### Dataset
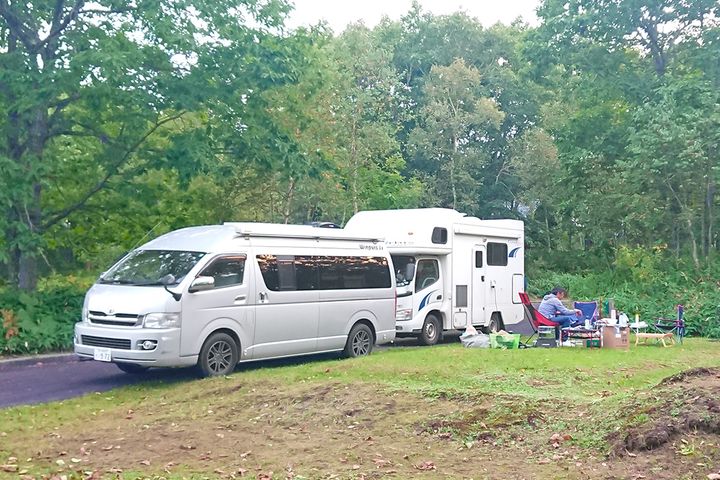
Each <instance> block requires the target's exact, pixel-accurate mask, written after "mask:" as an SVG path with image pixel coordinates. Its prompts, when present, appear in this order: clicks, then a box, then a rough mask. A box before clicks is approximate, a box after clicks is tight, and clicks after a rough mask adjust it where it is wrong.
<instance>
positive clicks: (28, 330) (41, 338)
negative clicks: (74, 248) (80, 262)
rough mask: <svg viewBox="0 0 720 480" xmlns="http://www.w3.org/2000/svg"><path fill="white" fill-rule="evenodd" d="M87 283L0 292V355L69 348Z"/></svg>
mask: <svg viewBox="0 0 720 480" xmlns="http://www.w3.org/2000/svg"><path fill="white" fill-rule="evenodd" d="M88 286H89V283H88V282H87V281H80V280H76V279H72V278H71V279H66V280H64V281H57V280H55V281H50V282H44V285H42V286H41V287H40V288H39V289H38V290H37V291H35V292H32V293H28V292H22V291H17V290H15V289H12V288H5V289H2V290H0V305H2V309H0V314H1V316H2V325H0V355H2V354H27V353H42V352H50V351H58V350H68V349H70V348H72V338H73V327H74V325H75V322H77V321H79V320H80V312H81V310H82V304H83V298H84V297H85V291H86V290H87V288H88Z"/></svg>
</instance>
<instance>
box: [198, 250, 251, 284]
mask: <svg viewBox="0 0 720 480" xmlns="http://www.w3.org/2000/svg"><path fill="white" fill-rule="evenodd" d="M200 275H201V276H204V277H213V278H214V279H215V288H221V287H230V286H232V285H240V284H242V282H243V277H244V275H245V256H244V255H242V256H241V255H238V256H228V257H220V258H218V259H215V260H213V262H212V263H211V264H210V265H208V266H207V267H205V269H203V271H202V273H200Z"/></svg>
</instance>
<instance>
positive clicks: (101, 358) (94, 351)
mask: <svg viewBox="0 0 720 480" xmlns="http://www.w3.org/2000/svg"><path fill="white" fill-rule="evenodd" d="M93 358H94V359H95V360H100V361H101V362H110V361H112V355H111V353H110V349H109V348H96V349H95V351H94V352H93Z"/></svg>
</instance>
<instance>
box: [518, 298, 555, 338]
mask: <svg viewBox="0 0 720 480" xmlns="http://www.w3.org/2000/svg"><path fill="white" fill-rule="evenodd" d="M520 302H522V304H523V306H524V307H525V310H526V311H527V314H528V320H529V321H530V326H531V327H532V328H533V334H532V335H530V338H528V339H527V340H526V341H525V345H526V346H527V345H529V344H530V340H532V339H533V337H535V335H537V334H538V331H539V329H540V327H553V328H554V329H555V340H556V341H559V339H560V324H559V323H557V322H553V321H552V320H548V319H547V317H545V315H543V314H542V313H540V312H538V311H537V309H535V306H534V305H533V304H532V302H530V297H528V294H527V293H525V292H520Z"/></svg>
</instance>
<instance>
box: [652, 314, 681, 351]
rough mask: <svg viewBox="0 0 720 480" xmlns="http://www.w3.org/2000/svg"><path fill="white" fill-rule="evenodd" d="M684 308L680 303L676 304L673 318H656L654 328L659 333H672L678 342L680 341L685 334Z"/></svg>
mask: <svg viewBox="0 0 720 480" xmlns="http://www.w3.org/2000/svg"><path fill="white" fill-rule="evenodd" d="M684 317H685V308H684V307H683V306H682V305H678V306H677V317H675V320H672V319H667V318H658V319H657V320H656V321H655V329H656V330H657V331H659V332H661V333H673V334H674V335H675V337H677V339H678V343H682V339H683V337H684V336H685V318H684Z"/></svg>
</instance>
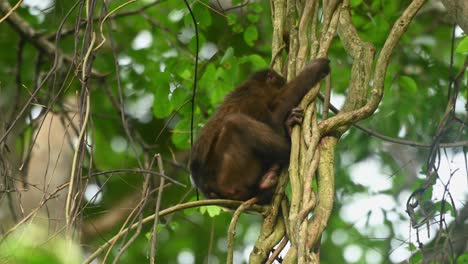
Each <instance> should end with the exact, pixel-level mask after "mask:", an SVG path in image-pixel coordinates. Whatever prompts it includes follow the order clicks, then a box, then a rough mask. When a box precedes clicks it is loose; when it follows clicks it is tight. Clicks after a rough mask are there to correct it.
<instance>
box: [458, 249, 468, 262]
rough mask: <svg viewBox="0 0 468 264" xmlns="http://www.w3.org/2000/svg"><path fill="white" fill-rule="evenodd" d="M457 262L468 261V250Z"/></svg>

### What to produce
Go down the entries above from the line containing "box: [652, 314, 681, 351]" to the line containing "box: [458, 249, 468, 262]" and write out each line exactly, leaving pictures out.

### Answer to the problem
box: [652, 314, 681, 351]
rough mask: <svg viewBox="0 0 720 480" xmlns="http://www.w3.org/2000/svg"><path fill="white" fill-rule="evenodd" d="M684 308L680 303L676 304L673 318H656L654 328L659 333H672L678 342L680 341L685 334Z"/></svg>
mask: <svg viewBox="0 0 720 480" xmlns="http://www.w3.org/2000/svg"><path fill="white" fill-rule="evenodd" d="M684 317H685V308H684V307H683V306H682V305H678V306H677V317H675V320H672V319H667V318H658V319H657V320H656V321H655V329H656V330H657V331H659V332H661V333H673V334H674V335H675V337H677V339H678V343H682V339H683V337H684V336H685V318H684Z"/></svg>
</instance>
Each <instance> should end with the exact, pixel-level mask after "mask:", an SVG path in image-pixel coordinates. Whatever prompts it includes follow the order clicks, then a box, then a rough mask. When a box precedes clicks it is loose; when it follows clicks it is tight. Clicks after a rough mask are there to correct it.
<instance>
box: [458, 249, 468, 262]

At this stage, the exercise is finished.